However many lines the data holds, transcribe them all exactly.

** DATA SECTION follows **

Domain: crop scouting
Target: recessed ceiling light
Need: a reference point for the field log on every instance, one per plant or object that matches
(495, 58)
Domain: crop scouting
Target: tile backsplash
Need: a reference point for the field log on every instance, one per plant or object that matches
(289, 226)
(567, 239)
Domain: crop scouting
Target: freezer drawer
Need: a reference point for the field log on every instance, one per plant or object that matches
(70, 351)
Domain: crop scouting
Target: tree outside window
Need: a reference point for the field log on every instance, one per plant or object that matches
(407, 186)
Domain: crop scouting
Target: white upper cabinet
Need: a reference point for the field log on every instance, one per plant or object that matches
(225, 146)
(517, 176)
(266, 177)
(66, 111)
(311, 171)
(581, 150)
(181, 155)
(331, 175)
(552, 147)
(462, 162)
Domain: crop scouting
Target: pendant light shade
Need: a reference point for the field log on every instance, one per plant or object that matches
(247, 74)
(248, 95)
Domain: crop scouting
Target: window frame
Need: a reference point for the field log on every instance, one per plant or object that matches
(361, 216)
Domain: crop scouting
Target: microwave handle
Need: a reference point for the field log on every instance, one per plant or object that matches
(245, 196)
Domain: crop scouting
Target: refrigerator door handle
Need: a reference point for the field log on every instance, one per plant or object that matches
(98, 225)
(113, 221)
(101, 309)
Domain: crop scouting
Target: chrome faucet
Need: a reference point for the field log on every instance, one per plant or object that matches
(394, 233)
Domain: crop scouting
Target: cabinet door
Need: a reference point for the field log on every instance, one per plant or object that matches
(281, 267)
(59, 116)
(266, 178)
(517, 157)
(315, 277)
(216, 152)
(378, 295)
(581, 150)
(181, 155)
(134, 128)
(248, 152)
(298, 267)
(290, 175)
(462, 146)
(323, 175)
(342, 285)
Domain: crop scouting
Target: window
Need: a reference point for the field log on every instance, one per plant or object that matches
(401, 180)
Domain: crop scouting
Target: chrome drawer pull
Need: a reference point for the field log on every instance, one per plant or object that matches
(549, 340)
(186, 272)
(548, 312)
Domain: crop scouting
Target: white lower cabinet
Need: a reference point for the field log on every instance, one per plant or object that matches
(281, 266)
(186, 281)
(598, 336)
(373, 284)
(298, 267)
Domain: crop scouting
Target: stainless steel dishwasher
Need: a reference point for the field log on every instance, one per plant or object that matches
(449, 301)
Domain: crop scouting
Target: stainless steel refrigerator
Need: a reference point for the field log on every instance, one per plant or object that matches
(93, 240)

** End of DATA SECTION **

» **WRITTEN RESPONSE**:
Domain: crop scouting
Target: recessed ceiling light
Need: a reference point for the field log on every instance, one per plant or object that matches
(495, 58)
Domain: crop scouting
Target: tile backsplash
Need: a reference point for the field log on every instance, one per plant or object that matches
(289, 226)
(567, 239)
Domain: crop scouting
Target: freezer drawer
Need: a reference point for the field log on every instance, one per plant or object that matches
(70, 351)
Domain: crop scouting
Target: tree outside window
Need: a reference point for the field log on every instance, one per plant or object that matches
(407, 186)
Domain: crop scouting
Target: white upper cabinet
Need: a reference point for the field log on every instance, one per plant or object that matches
(225, 146)
(517, 176)
(266, 177)
(66, 111)
(311, 171)
(581, 150)
(181, 155)
(331, 175)
(552, 147)
(462, 162)
Domain: crop scouting
Target: pendant light shade
Need: a reference point for the field log on every instance, one per plant or object that matches
(247, 74)
(248, 95)
Domain: crop scouting
Target: window frame
Need: a reference point for the field log on every instance, one per plant or object that matches
(361, 216)
Domain: crop scouting
Target: microwave handle
Need: a reference point for the field log on every instance, one per plant or object that matches
(245, 196)
Domain: crop scouting
Target: refrigerator door handle
Need: a reference point for the field log on every instance, one per plant or object that matches
(98, 225)
(113, 221)
(101, 309)
Domain: crop scouting
Target: chrome faucet
Need: a reference point for the field log on every instance, one per plant or object that matches
(394, 233)
Domain: crop scouting
Target: cabinet door
Need: a reference point for the field log on every instance, one per plant or object that matches
(281, 267)
(59, 116)
(266, 178)
(517, 157)
(315, 277)
(216, 152)
(378, 295)
(581, 150)
(181, 155)
(134, 128)
(248, 152)
(298, 267)
(290, 175)
(462, 146)
(323, 175)
(342, 285)
Domain: crop scouting
Target: window
Need: a reference point for the field log on every instance, one per plant or object that matches
(401, 180)
Domain: crop scouting
Target: chrome drawer pull
Need: a reference point for the field log on every instance, one per plant or object that matches
(549, 340)
(186, 272)
(548, 312)
Domain: crop scouting
Target: white lower cabinet
Need: a reference point for the field log on every instance, one per plant or object that matches
(281, 266)
(186, 281)
(598, 336)
(373, 284)
(298, 267)
Domain: crop scouting
Target: stainless steel dishwasher
Need: a reference point for the field log on every instance, one per plant or object that matches
(449, 301)
Domain: crop scouting
Target: stainless steel refrigerator
Need: a reference point for the field log on every instance, one per plant or object that matches
(93, 240)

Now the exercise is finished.